Excerpts of pointing data:
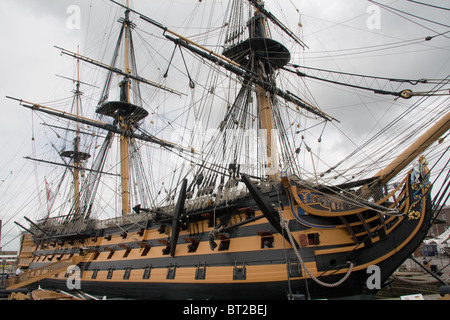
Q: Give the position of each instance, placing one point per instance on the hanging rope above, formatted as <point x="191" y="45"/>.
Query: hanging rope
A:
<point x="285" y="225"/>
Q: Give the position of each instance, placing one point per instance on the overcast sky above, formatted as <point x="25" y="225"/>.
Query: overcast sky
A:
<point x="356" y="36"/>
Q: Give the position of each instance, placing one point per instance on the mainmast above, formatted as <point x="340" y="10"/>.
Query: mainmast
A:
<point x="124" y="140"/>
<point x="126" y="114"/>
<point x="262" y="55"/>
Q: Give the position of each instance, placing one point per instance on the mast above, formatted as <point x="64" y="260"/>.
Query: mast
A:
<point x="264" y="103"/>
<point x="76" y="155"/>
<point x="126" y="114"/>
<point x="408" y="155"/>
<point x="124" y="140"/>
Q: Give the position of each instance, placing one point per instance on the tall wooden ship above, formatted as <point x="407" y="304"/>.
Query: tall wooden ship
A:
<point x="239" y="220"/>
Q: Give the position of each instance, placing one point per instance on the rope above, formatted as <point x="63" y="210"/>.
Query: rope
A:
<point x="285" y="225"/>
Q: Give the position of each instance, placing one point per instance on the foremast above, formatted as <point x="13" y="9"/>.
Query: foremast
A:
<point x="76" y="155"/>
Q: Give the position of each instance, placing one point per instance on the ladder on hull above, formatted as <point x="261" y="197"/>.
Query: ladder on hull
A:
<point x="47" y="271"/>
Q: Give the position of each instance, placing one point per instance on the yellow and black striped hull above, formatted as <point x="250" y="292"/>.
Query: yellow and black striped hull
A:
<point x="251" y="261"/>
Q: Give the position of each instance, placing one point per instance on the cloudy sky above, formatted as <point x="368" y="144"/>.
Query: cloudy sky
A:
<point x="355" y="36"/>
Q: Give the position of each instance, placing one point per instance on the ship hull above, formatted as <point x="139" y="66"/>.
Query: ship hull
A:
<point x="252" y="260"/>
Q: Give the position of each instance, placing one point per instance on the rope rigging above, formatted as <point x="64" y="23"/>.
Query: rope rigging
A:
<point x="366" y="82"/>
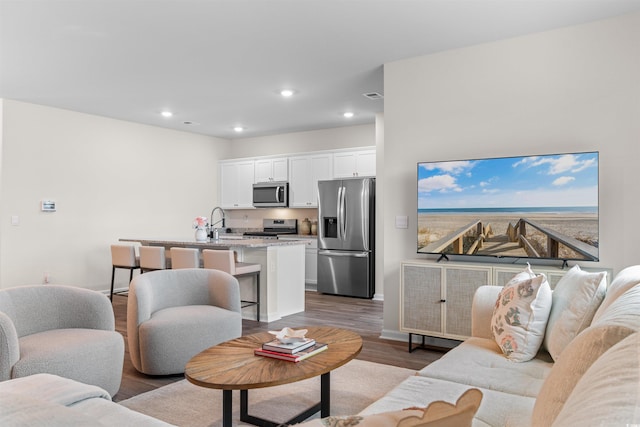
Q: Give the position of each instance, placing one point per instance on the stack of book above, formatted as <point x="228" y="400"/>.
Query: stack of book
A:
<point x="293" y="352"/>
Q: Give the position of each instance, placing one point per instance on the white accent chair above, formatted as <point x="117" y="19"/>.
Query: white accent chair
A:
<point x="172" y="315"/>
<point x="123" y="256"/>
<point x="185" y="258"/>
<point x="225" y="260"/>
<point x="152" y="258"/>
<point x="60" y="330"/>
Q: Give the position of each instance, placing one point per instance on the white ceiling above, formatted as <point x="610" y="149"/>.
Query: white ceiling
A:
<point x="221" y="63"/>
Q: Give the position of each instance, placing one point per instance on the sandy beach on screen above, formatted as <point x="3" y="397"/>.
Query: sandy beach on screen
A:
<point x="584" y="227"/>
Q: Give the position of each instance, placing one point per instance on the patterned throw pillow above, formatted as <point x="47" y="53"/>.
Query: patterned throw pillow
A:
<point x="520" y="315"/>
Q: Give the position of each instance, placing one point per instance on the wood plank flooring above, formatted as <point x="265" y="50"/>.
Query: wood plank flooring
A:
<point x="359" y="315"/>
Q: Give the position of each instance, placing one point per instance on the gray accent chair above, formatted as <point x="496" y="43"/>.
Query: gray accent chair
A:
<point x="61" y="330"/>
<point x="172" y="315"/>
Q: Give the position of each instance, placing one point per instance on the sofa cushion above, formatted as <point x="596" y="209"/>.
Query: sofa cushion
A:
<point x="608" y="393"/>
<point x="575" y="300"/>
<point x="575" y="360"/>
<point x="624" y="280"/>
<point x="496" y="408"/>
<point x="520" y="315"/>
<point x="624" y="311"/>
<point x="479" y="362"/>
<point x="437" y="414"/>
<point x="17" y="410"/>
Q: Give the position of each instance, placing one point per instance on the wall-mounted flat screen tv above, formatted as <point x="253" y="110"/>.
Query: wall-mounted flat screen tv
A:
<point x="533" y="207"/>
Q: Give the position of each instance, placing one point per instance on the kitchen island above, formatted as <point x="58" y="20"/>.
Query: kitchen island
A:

WHAT IS REQUIRED: Transcribe the whole listing, character for character, but not its images.

WRITTEN RESPONSE:
Q: Give the position of each instance, placing one point per instance on the hanging rope above, formatted as <point x="191" y="45"/>.
Query: hanging rope
A:
<point x="285" y="225"/>
Q: Give the position of each instance, placing one point per instance on the overcast sky above, formatted as <point x="25" y="225"/>.
Query: overcast sky
A:
<point x="356" y="36"/>
Q: Give the position of each instance, placing one point per instance on the mainmast above, formatted as <point x="340" y="10"/>.
Query: mainmast
A:
<point x="124" y="140"/>
<point x="126" y="114"/>
<point x="262" y="55"/>
Q: Give the position of each instance, placing one point per instance on the mast above, formatted as <point x="64" y="260"/>.
Query: mast
A:
<point x="264" y="103"/>
<point x="76" y="155"/>
<point x="126" y="114"/>
<point x="408" y="155"/>
<point x="124" y="140"/>
Q: Give the position of each instance, placing one point per instance on the tall wooden ship above, formatted as <point x="407" y="304"/>.
Query: tall wooden ship
A:
<point x="239" y="220"/>
Q: Give the position of each instance, placing one point per instance on the rope above, formatted as <point x="63" y="210"/>.
Query: rope
A:
<point x="285" y="225"/>
Q: Give the position of each instance, placing one point per instance on the foremast above, formatted as <point x="13" y="9"/>.
Query: foremast
A:
<point x="76" y="155"/>
Q: Give the position of each instance, placing one point per instance on the ladder on hull above, formatted as <point x="261" y="197"/>.
Query: ladder on hull
A:
<point x="47" y="271"/>
Q: Give the position of each instance, placing one point per instance on the yellow and black striped hull above, formatted as <point x="250" y="292"/>.
Query: yellow and black striped hull
A:
<point x="251" y="261"/>
Q: Give the position of each instance, placing one point per instance on the cloudy sky above, formatted as <point x="368" y="144"/>.
Query: cloudy sky
A:
<point x="355" y="36"/>
Q: Give the position of each instance, placing one point per instance on the ship hull above, formatted as <point x="139" y="66"/>.
Query: ship hull
A:
<point x="252" y="260"/>
Q: Give the position of each instance, placing one point per instance on the rope rigging above, formatted as <point x="64" y="23"/>.
Query: rope rigging
A:
<point x="366" y="82"/>
Q: Give the position of each instance, placing one point per instance on the stack of book above, formatted as <point x="228" y="400"/>.
Query: stack of book
A:
<point x="293" y="352"/>
Q: Give the position of each instance, placing one point per instance on the white accent chair above, formatted as <point x="117" y="19"/>.
Query: white accent chair
A:
<point x="172" y="315"/>
<point x="123" y="256"/>
<point x="185" y="258"/>
<point x="225" y="260"/>
<point x="152" y="258"/>
<point x="60" y="330"/>
Q: Give the position of each instance, placing one point per instance on the white ceiling above, formatted as <point x="610" y="149"/>.
Query: white ceiling
A:
<point x="221" y="63"/>
Q: Give the position of each instance, placing one point per instance on the sandy beach on screen above, formatted as <point x="3" y="397"/>.
Query: sandy beach on screen
A:
<point x="584" y="227"/>
Q: Give the position of each instance, placing one point per instance on the patterned throw pillow above, formatted as <point x="47" y="53"/>.
Query: patterned throw pillow
A:
<point x="520" y="315"/>
Q: Give the position of each instance, placing one point per instance on the wood plank flooring above, formatted as <point x="265" y="50"/>.
Query: wood plank flooring
A:
<point x="359" y="315"/>
Q: Give the position of each instance, placing one point per instance on the gray accent chair above, formatted as <point x="496" y="43"/>.
Query: gray accent chair
A:
<point x="61" y="330"/>
<point x="172" y="315"/>
Q: Give the position of each instance, placing one point per instance on the sofa cushion above, formatted as <point x="596" y="209"/>.
Query: sofa cushion
A:
<point x="608" y="393"/>
<point x="575" y="300"/>
<point x="575" y="360"/>
<point x="624" y="280"/>
<point x="496" y="408"/>
<point x="520" y="315"/>
<point x="624" y="311"/>
<point x="479" y="362"/>
<point x="437" y="414"/>
<point x="17" y="410"/>
Q: Give the position of each instance, placing one point per instance on the wall-mounted flat screen tv above, formatted as <point x="253" y="110"/>.
Query: wall-mounted flat screen tv
A:
<point x="533" y="207"/>
Q: Give the position of each instance, placing one point per instance on the kitchen island above, formatted as <point x="58" y="20"/>.
Query: kitchen island
A:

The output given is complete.